Page excerpt:
# Freeloader wants help



## Biglol (Jul 16, 2007)

No I'm not scum. It I do like a free night now and again.

Heading for Portugal in Sept and we are driving down to the France / Spain border from Roscoff. We plan on taking a couple of weeks getting down to Portugal (Algarve). We are looking for anything of interest en route and also nice places to stay both free and campsites. LPG outlets in Portugal would be very useful
Many thanks in advance.

Biglol


----------



## TheNomad (Aug 12, 2013)

In Spain you can just pull up and park overnight anywhere (except right on the coast, which has a different national "Ley de Costas" law covering it), where parking of any vehicles is allowed.

Whether or not, having parked, you then decide to stay overnight/sleep in that vehicle is irrelevant under Spanish law.

Stored records:
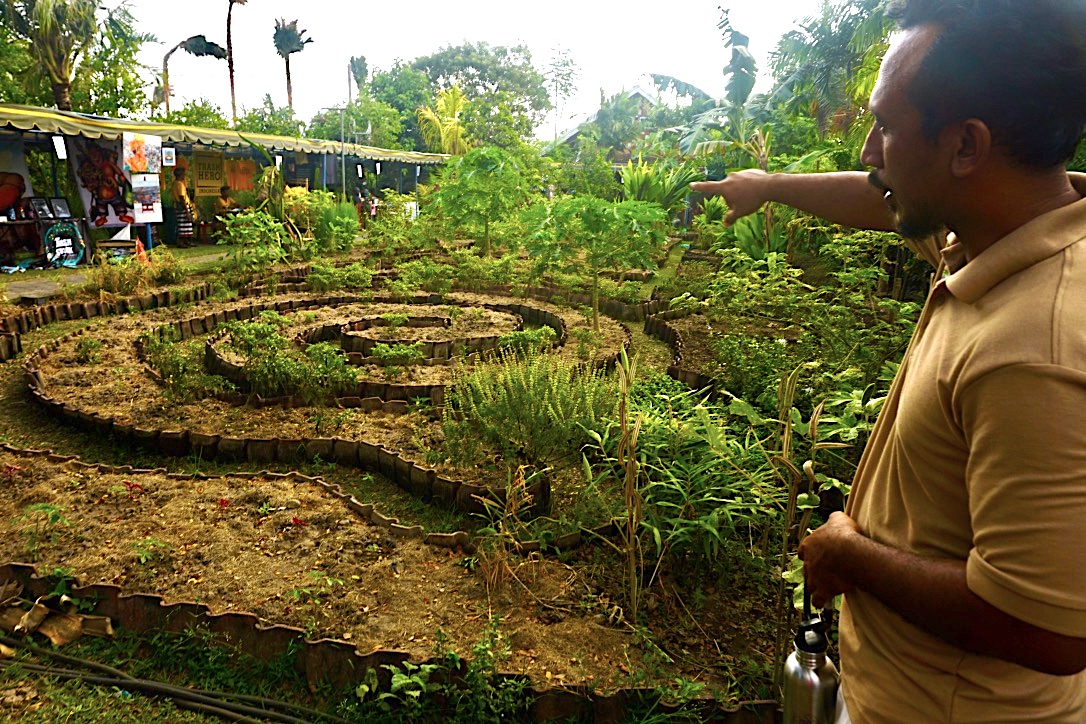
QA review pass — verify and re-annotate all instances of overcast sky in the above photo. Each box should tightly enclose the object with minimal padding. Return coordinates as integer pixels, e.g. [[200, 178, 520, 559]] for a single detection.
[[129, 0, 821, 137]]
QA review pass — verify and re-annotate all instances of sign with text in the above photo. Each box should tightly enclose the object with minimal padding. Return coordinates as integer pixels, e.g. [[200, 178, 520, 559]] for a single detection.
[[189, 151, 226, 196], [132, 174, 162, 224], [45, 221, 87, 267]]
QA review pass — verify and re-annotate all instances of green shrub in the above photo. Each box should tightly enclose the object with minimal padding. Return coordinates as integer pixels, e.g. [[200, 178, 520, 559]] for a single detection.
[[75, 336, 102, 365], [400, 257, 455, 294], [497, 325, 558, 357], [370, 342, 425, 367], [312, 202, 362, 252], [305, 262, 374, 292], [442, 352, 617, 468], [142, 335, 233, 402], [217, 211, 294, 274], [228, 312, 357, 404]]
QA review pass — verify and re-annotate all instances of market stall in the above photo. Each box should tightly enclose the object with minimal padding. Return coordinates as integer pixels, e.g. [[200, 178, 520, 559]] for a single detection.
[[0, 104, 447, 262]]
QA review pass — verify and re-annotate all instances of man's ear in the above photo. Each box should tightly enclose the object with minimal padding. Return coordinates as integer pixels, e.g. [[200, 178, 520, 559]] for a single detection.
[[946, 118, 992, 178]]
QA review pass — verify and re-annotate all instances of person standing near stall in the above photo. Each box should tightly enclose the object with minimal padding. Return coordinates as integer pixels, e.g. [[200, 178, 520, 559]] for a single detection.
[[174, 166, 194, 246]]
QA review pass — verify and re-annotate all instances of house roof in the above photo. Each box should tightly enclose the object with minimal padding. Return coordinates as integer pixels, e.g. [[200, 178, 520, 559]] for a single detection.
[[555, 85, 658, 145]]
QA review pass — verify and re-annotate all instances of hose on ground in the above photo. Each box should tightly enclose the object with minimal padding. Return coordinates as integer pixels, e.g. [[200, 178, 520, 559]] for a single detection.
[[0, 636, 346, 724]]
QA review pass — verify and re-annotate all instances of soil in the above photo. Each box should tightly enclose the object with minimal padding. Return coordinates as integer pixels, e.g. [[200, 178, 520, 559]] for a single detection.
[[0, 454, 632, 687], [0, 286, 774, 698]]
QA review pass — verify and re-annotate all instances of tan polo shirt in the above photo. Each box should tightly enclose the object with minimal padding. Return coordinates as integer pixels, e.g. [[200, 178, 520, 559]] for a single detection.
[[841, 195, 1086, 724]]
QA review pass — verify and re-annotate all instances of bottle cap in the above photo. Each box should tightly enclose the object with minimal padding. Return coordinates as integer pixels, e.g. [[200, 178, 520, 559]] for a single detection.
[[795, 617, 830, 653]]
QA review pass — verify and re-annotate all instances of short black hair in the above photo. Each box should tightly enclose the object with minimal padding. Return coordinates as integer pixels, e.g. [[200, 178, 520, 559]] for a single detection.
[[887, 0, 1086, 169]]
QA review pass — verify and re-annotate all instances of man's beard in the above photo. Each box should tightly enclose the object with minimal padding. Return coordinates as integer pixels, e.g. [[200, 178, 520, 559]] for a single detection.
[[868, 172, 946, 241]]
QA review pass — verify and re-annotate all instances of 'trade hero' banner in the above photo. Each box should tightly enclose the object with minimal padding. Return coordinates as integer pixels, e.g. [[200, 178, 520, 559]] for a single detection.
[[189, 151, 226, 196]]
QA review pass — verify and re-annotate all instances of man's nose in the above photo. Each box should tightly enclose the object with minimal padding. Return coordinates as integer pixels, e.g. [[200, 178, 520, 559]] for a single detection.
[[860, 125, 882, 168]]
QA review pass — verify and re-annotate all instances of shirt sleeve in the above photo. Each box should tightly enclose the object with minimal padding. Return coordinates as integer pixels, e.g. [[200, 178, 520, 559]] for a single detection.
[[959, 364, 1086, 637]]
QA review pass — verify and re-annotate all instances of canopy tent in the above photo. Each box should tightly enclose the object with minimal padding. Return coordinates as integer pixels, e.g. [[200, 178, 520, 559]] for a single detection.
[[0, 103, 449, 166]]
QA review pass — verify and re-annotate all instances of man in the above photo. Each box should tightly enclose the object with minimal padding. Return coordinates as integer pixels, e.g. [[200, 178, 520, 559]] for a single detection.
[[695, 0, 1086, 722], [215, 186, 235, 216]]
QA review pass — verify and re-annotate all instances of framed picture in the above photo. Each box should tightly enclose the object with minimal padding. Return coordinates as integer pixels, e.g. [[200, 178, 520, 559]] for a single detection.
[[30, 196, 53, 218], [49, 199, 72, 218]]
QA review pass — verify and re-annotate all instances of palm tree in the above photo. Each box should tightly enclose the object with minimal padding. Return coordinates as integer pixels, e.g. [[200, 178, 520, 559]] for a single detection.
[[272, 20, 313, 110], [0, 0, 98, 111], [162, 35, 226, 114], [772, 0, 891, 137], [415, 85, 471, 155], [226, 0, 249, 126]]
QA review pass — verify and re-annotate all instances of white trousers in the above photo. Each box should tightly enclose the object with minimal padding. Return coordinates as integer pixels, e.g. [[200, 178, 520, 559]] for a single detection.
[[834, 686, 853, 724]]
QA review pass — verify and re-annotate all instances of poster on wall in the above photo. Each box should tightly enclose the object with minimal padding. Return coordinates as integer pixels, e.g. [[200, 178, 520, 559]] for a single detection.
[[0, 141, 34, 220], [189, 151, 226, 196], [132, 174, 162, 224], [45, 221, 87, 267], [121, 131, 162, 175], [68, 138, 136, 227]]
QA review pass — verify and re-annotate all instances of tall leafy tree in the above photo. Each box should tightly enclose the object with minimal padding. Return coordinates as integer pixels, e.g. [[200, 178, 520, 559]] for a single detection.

Complete the following:
[a] In the forum thread about driving to Portugal, what law covers parking right on the coast in Spain?
[b] Resume the forum thread about overnight stops on the drive to Portugal, starting after its last sentence.

Answers in order:
[a] The national "Ley de Costas" law.

[b]
Thus you can park up and stay overnight at the side of road, in car parks, on roadsides in housing estates, on the edge of villages etc etc: anywhere so long as you don't cause an obstruction, and you are only "parked" and don't "camp" (so no chairs/tables/awning/BBQ etc out side the van.

We very often park up overnight in a quiet side-road in/on the edge of Spanish cities/towns/villages, when travelling through or visiting them.


----------



## christine1310 (Apr 10, 2008)

Hi -

Spanish aire websites.

http://www.lapaca.org/es/areas-de-servicio

http://www.areasac.es/v_portal/apartados/apartado.asp

LPG website.

http://www.aoglp.com/index.php?option=com_wrapper&view=wrapper&Itemid=110

Portugese aires website

http://www.campingcarportugal.com/areasServico?l=english

LPG Portugal

http://www.autogas.pt/mapa/#

You can also find some info on my site below.

Hope this helps.

Christine


----------



## Kev1 (Apr 4, 2011)

That's great info from everyone


----------



## Biglol (Jul 16, 2007)

Many thanks for that Christine. I see no LPG in Portugal , is this correct?


----------



## TheNomad (Aug 12, 2013)

Biglol said:


> Many thanks for that Christine. I see no LPG in Portugal , is this correct?


No. Not correct.

Click on the link she gave. To the left of the map there are two pin-buttons.

Click on the one saying "postos de abestecimento com GPL em Portugal" to see the map populated with all the sites in Portugal.

Click on the other pin to see all the sites in Spain.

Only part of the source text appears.